═══ Exercise materials ═══
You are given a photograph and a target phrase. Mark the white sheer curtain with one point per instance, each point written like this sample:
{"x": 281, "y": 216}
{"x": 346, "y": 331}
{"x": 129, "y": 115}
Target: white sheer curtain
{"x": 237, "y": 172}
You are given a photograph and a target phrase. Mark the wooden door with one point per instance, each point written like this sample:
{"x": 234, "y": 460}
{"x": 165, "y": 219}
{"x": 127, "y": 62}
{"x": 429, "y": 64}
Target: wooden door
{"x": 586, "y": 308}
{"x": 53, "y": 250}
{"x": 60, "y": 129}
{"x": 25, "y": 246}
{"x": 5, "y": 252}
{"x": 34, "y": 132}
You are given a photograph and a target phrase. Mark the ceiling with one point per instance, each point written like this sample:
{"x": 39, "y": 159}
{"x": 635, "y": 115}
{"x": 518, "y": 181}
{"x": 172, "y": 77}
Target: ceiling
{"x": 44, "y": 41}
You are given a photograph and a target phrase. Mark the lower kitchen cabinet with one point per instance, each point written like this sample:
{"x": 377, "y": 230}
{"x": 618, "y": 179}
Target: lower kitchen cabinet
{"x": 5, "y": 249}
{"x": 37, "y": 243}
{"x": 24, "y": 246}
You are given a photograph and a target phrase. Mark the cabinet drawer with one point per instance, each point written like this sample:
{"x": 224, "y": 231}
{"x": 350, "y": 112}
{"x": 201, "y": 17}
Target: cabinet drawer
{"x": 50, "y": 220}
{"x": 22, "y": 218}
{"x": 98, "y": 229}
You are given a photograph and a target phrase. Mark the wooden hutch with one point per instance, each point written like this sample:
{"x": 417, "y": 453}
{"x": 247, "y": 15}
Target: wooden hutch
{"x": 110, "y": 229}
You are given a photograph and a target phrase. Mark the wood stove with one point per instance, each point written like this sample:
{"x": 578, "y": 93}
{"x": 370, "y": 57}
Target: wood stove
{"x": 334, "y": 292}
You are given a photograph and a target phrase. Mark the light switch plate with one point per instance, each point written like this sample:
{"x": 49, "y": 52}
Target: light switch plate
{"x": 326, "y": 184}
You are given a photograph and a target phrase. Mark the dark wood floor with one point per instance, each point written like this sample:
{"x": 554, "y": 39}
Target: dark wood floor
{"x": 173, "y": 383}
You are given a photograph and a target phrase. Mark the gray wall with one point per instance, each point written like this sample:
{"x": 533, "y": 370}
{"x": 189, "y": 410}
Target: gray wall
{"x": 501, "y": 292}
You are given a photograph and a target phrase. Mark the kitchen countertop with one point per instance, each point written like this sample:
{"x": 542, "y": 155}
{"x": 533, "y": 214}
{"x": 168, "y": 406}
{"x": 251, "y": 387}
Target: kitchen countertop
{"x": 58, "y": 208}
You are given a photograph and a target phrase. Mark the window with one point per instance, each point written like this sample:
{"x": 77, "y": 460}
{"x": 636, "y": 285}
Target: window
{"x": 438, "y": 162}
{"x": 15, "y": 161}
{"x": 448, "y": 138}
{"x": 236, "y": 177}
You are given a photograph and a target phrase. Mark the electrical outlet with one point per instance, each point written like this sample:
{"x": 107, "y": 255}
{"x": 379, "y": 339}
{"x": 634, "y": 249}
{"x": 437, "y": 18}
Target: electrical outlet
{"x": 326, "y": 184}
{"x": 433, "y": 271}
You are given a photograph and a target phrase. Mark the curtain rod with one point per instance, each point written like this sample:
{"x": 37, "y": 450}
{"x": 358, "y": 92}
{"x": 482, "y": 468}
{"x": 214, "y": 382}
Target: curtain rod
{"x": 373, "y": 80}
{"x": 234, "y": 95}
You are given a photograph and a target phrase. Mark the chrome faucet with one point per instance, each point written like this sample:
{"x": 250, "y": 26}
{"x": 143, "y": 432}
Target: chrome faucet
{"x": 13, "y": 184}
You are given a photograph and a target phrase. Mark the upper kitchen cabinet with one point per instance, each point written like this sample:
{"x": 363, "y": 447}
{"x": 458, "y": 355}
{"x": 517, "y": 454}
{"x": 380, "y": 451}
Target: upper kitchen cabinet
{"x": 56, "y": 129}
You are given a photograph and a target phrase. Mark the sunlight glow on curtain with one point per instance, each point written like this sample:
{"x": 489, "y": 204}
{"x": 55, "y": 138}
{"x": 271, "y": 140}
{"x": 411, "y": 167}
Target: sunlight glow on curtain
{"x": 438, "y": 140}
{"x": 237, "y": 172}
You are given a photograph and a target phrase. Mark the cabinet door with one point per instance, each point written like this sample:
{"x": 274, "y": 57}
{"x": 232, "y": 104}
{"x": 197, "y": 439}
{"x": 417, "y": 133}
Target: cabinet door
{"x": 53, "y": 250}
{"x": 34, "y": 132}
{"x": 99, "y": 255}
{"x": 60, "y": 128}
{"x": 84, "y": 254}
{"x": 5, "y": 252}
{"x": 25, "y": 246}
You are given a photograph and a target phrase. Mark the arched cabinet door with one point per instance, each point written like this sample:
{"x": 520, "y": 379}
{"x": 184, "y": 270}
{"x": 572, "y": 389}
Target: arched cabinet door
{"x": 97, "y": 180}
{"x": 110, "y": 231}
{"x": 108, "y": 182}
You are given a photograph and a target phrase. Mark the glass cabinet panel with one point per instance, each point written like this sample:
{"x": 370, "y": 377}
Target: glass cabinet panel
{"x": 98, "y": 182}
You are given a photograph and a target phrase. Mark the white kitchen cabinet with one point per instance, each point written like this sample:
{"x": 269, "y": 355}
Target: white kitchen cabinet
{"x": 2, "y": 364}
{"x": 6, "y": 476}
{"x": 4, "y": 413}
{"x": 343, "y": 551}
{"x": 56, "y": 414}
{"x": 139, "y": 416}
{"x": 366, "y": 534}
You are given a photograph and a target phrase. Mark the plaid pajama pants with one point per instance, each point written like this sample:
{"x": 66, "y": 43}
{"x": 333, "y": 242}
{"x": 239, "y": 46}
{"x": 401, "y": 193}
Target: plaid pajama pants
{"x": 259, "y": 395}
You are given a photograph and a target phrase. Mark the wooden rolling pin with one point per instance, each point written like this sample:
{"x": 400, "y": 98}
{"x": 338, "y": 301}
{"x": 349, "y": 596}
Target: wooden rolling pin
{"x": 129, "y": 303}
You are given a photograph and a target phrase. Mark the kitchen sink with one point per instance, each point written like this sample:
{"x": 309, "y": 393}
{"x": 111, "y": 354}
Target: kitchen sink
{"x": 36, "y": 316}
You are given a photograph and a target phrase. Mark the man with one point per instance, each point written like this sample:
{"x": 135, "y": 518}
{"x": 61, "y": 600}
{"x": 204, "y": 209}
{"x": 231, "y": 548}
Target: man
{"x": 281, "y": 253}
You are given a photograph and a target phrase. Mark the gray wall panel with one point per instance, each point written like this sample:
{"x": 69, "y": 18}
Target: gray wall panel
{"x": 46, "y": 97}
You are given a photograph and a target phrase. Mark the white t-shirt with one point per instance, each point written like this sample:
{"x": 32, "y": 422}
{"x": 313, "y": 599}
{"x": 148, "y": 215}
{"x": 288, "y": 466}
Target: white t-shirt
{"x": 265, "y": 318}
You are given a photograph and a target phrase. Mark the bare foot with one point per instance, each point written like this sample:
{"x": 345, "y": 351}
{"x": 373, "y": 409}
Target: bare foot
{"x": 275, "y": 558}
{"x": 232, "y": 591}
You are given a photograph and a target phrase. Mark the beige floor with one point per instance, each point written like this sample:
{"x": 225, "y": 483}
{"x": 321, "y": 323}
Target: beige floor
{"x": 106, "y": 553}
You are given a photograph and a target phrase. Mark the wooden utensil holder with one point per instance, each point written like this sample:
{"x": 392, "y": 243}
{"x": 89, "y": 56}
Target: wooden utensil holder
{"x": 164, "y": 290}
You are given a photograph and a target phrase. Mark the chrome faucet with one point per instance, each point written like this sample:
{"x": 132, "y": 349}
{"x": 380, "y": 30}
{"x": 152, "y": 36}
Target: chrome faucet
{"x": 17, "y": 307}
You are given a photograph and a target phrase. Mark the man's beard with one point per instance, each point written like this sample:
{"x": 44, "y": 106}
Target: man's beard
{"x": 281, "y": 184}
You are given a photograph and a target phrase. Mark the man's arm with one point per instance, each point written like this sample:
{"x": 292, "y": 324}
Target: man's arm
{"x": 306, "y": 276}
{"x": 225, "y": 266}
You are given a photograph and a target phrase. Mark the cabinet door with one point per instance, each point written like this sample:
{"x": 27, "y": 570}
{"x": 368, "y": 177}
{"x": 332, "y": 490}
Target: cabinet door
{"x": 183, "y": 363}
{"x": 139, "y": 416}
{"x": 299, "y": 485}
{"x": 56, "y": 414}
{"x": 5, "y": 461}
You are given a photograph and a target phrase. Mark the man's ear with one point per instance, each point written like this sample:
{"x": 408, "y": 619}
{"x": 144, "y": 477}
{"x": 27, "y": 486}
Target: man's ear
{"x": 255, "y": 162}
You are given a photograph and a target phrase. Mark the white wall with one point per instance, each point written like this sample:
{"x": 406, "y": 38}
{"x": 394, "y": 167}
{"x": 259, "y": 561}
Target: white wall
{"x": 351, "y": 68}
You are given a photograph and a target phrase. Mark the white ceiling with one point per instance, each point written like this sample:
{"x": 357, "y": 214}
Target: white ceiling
═══
■ **What this task involves**: Set down no line except those from the one with "the white ceiling" to the last line of the data, inclusive, each exactly as written.

■ **Written reply**:
You are given a photograph and a target phrase. Mark the white ceiling with one point per instance, each point written like this sample:
{"x": 357, "y": 214}
Target: white ceiling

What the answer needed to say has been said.